[Opening GIVEN DATA section]

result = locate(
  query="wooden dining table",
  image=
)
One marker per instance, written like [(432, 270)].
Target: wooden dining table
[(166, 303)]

[Closing GIVEN DATA section]
[Opening GIVEN DATA section]

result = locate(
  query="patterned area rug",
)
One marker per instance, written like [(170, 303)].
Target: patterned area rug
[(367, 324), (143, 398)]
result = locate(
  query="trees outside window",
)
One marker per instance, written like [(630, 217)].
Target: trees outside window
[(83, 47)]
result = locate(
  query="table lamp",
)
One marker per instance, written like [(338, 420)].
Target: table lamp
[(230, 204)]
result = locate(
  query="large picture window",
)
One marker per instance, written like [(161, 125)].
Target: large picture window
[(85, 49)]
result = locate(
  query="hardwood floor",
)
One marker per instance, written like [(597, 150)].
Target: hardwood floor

[Closing GIVEN DATA section]
[Opening GIVEN DATA section]

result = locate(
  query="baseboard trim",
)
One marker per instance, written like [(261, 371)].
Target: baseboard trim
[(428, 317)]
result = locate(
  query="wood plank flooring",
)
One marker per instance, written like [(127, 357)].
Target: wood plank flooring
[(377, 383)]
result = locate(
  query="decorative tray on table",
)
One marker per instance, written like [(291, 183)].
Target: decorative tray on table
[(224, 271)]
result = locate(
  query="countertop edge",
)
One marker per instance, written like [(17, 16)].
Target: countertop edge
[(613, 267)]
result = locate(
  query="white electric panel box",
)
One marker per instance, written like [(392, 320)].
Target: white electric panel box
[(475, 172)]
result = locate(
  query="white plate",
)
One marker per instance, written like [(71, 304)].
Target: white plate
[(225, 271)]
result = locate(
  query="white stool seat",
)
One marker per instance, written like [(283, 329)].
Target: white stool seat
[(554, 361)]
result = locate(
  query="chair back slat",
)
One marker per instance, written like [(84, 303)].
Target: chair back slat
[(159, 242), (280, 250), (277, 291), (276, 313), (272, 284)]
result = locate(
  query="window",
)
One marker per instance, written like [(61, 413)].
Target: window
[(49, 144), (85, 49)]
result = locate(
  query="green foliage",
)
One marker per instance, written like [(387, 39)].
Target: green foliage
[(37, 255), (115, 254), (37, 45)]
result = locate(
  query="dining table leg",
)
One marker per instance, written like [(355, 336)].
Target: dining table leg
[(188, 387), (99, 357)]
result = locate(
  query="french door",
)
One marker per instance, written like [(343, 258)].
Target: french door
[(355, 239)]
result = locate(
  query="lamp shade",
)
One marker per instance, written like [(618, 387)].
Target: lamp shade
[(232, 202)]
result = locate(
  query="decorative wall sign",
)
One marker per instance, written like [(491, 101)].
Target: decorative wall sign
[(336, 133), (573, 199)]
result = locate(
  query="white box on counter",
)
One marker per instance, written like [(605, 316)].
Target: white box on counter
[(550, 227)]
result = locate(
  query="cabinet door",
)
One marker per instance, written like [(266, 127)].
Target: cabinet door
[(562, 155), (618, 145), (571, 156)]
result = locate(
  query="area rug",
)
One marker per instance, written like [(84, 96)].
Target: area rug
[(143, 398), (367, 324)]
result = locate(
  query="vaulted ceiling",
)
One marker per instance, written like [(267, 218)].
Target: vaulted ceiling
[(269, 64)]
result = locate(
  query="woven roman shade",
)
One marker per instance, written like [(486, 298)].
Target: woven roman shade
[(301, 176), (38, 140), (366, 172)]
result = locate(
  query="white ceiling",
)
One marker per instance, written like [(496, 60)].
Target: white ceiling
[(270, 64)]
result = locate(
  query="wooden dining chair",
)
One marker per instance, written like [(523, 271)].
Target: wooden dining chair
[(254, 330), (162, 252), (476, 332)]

[Closing GIVEN DATA section]

TASK DESCRIPTION >> Your task is to gather all lines from the entries above that hold the word "hardwood".

RESULT FOR THIS TASK >>
  query="hardwood floor",
Target: hardwood floor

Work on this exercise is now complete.